• Exercise prompt: Can you render every line of the records below as a JSON list of strings, one string per line, with blank lines left out?

• Records shown:
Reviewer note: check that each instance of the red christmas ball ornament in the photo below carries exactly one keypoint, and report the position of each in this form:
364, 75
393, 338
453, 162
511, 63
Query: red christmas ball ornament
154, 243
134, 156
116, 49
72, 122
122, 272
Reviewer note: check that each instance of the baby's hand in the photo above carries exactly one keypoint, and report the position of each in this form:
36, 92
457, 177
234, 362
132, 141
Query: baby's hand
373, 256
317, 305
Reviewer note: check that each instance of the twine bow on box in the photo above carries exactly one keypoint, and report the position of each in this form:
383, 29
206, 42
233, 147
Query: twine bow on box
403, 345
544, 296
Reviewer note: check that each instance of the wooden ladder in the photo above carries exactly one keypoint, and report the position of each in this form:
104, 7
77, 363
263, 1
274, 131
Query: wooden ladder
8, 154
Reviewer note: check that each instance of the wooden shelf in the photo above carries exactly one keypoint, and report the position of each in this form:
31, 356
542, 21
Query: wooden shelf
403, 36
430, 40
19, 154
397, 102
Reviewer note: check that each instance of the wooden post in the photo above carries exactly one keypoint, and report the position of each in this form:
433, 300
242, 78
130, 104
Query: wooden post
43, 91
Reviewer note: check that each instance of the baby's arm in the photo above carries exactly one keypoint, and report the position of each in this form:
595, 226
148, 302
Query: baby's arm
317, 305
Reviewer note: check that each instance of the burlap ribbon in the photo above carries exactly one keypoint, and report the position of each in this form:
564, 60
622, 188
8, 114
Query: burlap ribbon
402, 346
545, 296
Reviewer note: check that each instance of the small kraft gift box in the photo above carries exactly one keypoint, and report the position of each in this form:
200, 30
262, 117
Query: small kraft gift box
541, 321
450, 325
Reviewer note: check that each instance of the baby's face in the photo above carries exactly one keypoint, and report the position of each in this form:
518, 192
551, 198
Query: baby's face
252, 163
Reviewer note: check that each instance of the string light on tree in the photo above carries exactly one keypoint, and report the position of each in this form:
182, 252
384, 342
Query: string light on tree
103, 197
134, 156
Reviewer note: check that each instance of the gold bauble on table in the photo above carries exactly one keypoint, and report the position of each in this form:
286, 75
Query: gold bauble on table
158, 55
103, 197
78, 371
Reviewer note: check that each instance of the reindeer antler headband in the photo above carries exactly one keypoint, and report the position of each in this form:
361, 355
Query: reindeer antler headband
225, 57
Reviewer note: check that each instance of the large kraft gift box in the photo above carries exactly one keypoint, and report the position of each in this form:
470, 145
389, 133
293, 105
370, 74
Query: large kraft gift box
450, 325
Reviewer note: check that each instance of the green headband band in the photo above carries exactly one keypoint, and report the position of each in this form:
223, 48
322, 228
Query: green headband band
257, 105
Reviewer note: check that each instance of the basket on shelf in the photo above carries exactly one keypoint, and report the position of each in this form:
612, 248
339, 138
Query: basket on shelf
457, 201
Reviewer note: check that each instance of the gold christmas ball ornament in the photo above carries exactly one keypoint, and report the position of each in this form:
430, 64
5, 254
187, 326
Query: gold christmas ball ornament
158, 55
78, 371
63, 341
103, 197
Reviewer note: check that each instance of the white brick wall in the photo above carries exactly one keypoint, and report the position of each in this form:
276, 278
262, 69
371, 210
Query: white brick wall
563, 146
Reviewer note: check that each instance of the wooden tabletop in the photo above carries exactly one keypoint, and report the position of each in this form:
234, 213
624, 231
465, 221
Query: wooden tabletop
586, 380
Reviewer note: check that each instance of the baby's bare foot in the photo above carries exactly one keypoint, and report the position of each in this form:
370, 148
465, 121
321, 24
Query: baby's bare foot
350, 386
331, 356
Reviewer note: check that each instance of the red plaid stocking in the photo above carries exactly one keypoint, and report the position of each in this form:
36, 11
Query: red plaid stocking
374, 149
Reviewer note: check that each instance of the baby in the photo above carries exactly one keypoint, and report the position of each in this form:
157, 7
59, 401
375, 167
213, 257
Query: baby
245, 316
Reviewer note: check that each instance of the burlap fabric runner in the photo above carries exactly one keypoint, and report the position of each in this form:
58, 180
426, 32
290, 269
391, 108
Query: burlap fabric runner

• Output:
[
  "Reviewer note: check that each instance of the red christmas ball ornament in the photo below carries exactly one keypoint, and report the position of each in this form:",
  "364, 75",
  "393, 338",
  "453, 162",
  "511, 63",
  "Query: red christmas ball ornament",
  "154, 243",
  "134, 156",
  "116, 49",
  "72, 122",
  "122, 272",
  "Reviewer note: check that each instance of the baby's hand in the photo above carries exactly one keypoint, and report the position of each in this form:",
  "36, 92",
  "457, 177",
  "234, 362",
  "132, 141",
  "Query: baby's hand",
  "373, 256",
  "317, 305",
  "Reviewer note: check that each instance of the twine bow on box in the photo above carries exactly one keypoint, and report the position of each in this form:",
  "383, 29",
  "206, 42",
  "233, 147",
  "Query: twine bow on box",
  "403, 345",
  "544, 296",
  "Reviewer note: check that each instance of the wooden ladder in the photo above carries exactly one keypoint, and report the position of each in this form:",
  "104, 7",
  "77, 363",
  "263, 1",
  "274, 131",
  "Query: wooden ladder",
  "8, 154",
  "Reviewer note: check that each instance of the wooden shelf in the photo above carries exactly one keypoint, and report the position of each in this form:",
  "31, 356",
  "542, 21",
  "Query: wooden shelf",
  "403, 36",
  "430, 40",
  "19, 154",
  "397, 102",
  "Reviewer note: check that each instance of the wooden post in the photo above carries exactly one keypoint, and report the position of each in this form:",
  "433, 300",
  "242, 78",
  "130, 104",
  "Query: wooden post",
  "43, 91",
  "Reviewer note: check that each instance of the baby's arm in the photo above carries exactly one keypoint, and report the position of each in this form:",
  "595, 226",
  "148, 302",
  "Query: baby's arm",
  "317, 305",
  "Reviewer note: check that each instance of the burlap ribbon in the photo above carries exactly one keypoint, and report the position of each in this form:",
  "564, 60",
  "622, 188",
  "8, 114",
  "Query: burlap ribbon",
  "402, 346",
  "545, 296",
  "Reviewer note: check that each instance of the small kraft gift box in the photo above carries exactly one keypoint, and report the position of each in this form:",
  "200, 30",
  "262, 117",
  "Query: small kraft gift box",
  "541, 321",
  "450, 325",
  "Reviewer note: check that each instance of the baby's face in the photo above carries exactly one keypoint, and report the position of each in this form:",
  "518, 192",
  "551, 198",
  "Query: baby's face",
  "252, 163",
  "Reviewer note: check that each instance of the string light on tree in the photo above carries exactly one keypoint, and report the position of each in this form:",
  "182, 252",
  "384, 342",
  "Query: string light on tree",
  "103, 197",
  "134, 156",
  "Reviewer note: check that each instance of the gold bauble on table in the photo above carries exactly one keypoint, and report the position of each in this form:",
  "286, 75",
  "Query: gold bauble on table",
  "158, 55",
  "103, 197",
  "78, 371",
  "Reviewer note: check that each instance of the reindeer antler headband in the photo above carries exactly one keypoint, and report the position of each in this form:",
  "361, 355",
  "Query: reindeer antler headband",
  "225, 57",
  "Reviewer note: check that each instance of the large kraft gift box in the photo above carries exactly one keypoint, and report the position of each in this form:",
  "470, 145",
  "389, 133",
  "293, 105",
  "370, 74",
  "Query: large kraft gift box",
  "450, 325",
  "Reviewer note: check that each instance of the green headband band in the photo above carries exactly one keypoint, and report the position of each in this form:",
  "223, 48",
  "322, 228",
  "Query: green headband band",
  "257, 105",
  "Reviewer note: check that each instance of the basket on shelf in the photo above carries exactly one keypoint, and report the position of each in this form:",
  "612, 248",
  "339, 138",
  "Query: basket on shelf",
  "457, 201",
  "Reviewer note: check that each instance of the gold christmas ball ornament in the photo above carries exactly one keypoint, and report the position of each in this form:",
  "430, 64",
  "5, 254",
  "187, 326",
  "Query: gold christmas ball ornament",
  "158, 55",
  "78, 371",
  "63, 341",
  "103, 197",
  "Reviewer note: check that each instance of the white brick wall in the photo above carries exactly one keypoint, and report the position of each in this form:",
  "276, 278",
  "262, 69",
  "371, 210",
  "Query: white brick wall",
  "563, 146",
  "Reviewer note: check that each instance of the wooden tabletop in the photo above carries exactly one keypoint, and report the position of each in this form:",
  "234, 213",
  "624, 231",
  "465, 221",
  "Query: wooden tabletop",
  "586, 380",
  "Reviewer note: check that each instance of the baby's bare foot in the photo above carries exactly one keypoint, and report the position of each in this form:",
  "370, 148",
  "465, 121",
  "321, 24",
  "Query: baby's bare foot",
  "350, 386",
  "331, 356",
  "Reviewer note: check that each instance of the red plaid stocking in the photo above carries exactly one keypoint, and report the position of each in this form:",
  "36, 11",
  "Query: red plaid stocking",
  "374, 149",
  "Reviewer note: check that each instance of the baby in the photo above carries exactly one keypoint, and report the position of each in this form:",
  "157, 7",
  "59, 401",
  "375, 167",
  "213, 257",
  "Query: baby",
  "245, 316",
  "Reviewer note: check that each instance of the burlap fabric runner in the photo above carries exactly one keypoint, and report the position of each in this form:",
  "58, 180",
  "426, 32",
  "290, 269",
  "391, 108",
  "Query: burlap fabric runner"
]